[Ensemble de tâches]
(1) D'après le texte sur la finance islamique, qu'est-ce qui n'est pas la vraie cause de la pauvreté ?
(2) Extrayez mot pour mot du texte sur la finance islamique le passage commençant par « La vraie cause » et se poursuivant jusqu'à « de la pauvreté. ».
(3) Énumérez les causes de la pauvreté citées dans le texte sur la finance islamique.

[Texte fourni]

________________

C’est à cause de tous ces dangers que comporte le riba qu’il est impératif de faire plutôt recourt aux instruments alternatifs conformes à la charia que sont les instruments de la finance islamique. Ces instruments, en plus d’être une solution contre le riba, sont des instruments de lutte contre la pauvreté.
Finance islamique et lutte contre la pauvreté :
Avant de parler des instruments de lutte contre la pauvreté, il importe de relever d’abord les causes de celle-ci, car c’est en connaissance de causes qu’on peut cerner les moyens adéquats et efficaces dans lutte contre la pauvreté. Face à ces causes identifiées, des principes et instruments islamiques sont à appliquer.
La vraie cause de la pauvreté n’est pas la rareté de ressources dans l’univers. Allah a, en effet, mis à notre disposition les ressources suffisantes pour satisfaire nos besoins, mais la pauvreté a toujours existé et existe encore du fait de l’être humain : du fait de son injustice, sa paresse et son incapacité. Ce sont là en réalité les trois causes de la pauvreté.

________________

[Entrées]
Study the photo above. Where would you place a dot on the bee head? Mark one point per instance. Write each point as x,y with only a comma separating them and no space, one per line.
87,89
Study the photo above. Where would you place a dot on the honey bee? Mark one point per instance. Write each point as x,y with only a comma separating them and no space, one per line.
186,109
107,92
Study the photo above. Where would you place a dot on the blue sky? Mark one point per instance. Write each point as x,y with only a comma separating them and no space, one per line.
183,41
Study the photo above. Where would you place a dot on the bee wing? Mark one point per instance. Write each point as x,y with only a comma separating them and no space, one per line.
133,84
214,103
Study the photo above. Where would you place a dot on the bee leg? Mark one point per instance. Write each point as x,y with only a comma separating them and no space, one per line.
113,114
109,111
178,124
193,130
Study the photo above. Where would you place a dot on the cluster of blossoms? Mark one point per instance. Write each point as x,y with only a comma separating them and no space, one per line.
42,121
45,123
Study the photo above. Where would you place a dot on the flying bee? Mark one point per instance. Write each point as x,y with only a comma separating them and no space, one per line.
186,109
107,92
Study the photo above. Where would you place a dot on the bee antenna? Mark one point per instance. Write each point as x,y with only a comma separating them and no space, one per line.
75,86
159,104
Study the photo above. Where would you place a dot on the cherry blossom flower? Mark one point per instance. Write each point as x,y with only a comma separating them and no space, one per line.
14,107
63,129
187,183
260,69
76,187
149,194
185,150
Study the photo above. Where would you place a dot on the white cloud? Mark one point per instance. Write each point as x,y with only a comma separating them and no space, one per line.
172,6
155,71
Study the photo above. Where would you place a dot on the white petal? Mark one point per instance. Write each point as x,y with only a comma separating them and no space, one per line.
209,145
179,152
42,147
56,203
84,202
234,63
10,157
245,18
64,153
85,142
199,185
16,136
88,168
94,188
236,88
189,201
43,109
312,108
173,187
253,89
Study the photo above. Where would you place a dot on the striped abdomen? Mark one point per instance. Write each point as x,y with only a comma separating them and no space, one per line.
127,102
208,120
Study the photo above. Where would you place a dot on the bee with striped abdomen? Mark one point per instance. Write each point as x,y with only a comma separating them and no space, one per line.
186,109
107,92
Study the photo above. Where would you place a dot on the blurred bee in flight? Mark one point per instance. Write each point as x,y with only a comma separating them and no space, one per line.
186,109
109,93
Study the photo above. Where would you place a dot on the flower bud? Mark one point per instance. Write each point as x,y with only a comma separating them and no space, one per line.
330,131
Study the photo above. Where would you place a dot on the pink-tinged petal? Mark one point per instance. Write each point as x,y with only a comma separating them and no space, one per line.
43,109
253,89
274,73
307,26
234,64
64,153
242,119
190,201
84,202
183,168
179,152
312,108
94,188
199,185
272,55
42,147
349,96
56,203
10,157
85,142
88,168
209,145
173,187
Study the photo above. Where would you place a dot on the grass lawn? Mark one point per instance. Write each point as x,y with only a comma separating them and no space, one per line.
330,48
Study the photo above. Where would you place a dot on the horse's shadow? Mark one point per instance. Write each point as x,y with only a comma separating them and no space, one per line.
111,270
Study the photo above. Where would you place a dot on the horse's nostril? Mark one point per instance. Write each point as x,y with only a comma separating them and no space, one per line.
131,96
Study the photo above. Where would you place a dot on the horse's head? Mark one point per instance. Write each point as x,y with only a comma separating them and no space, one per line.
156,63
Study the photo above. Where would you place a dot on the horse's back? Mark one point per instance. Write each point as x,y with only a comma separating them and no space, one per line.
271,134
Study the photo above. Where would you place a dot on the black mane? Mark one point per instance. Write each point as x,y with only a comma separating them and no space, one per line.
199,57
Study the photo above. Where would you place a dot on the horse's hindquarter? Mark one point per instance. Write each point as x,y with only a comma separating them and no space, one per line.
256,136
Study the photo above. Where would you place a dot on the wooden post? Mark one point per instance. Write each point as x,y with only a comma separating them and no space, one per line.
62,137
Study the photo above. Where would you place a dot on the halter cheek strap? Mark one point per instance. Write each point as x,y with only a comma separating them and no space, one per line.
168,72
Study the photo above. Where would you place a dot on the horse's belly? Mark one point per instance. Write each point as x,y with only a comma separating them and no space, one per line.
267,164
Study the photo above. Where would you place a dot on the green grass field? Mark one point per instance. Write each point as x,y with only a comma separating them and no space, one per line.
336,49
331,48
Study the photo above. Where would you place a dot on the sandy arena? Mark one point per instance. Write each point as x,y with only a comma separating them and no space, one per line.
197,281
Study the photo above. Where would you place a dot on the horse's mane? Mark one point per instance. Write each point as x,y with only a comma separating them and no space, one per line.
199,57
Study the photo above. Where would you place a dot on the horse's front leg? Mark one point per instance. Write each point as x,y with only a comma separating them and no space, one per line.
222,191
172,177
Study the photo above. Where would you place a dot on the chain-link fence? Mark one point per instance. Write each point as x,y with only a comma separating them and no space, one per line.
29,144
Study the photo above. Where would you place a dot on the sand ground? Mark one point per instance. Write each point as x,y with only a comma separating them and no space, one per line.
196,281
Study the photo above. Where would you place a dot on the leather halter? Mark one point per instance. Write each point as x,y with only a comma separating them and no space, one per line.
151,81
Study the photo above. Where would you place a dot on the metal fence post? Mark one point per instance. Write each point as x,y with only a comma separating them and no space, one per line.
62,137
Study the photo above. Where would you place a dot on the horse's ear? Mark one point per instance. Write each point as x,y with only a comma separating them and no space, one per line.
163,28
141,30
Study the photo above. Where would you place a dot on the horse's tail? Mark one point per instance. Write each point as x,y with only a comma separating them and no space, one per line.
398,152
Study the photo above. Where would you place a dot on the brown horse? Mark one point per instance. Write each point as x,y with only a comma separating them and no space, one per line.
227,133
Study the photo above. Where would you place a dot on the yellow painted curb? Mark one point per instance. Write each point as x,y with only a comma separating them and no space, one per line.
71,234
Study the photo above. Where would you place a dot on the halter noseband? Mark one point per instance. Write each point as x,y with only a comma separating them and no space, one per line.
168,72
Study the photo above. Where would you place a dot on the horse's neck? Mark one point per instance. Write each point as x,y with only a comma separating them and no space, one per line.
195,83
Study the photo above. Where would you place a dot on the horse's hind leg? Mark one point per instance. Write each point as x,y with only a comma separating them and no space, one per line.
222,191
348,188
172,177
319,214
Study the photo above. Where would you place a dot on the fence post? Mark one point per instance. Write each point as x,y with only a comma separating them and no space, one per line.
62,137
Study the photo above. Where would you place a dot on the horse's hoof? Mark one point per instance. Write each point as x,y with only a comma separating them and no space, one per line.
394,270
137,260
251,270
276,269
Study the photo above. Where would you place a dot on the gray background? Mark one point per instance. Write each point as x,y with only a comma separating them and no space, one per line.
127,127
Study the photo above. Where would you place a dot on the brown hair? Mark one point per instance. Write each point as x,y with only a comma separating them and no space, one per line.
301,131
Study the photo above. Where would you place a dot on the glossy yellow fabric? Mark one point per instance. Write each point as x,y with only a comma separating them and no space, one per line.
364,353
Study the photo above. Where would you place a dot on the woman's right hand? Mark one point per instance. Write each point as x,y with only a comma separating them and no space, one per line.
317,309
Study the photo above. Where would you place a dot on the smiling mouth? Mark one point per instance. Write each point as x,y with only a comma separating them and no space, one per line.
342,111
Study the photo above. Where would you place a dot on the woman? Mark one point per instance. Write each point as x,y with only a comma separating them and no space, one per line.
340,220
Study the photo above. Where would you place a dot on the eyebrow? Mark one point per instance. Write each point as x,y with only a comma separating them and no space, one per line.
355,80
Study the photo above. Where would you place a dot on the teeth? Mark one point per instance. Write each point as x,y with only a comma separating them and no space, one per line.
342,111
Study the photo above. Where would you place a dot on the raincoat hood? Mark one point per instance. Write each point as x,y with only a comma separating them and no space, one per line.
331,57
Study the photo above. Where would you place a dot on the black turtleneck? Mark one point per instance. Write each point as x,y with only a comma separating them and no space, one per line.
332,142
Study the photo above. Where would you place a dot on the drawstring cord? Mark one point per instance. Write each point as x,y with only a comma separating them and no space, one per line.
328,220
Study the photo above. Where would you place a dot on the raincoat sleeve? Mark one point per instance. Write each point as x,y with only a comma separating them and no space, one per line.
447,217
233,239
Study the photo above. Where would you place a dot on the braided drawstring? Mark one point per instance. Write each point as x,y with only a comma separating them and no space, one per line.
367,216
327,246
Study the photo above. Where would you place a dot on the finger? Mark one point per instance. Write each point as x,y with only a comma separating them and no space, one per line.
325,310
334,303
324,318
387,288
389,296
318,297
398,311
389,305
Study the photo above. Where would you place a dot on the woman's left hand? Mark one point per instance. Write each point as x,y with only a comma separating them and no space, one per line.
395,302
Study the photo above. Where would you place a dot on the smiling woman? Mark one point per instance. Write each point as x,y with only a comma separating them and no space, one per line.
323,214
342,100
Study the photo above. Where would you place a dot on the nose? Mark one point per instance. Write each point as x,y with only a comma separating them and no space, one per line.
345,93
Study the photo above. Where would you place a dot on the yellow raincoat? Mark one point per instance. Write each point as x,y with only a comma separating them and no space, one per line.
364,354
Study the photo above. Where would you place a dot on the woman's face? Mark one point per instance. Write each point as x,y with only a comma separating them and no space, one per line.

________________

[Réponses par tâche]
(1) La rareté des ressources dans l'univers.

(2)
La vraie cause de la pauvreté n’est pas la rareté de ressources dans l’univers. Allah a, en effet, mis à notre disposition les ressources suffisantes pour satisfaire nos besoins, mais la pauvreté a toujours existé et existe encore du fait de l’être humain : du fait de son injustice, sa paresse et son incapacité. Ce sont là en réalité les trois causes de la pauvreté.

(3) L'injustice, la paresse et l'incapacité de l'être humain.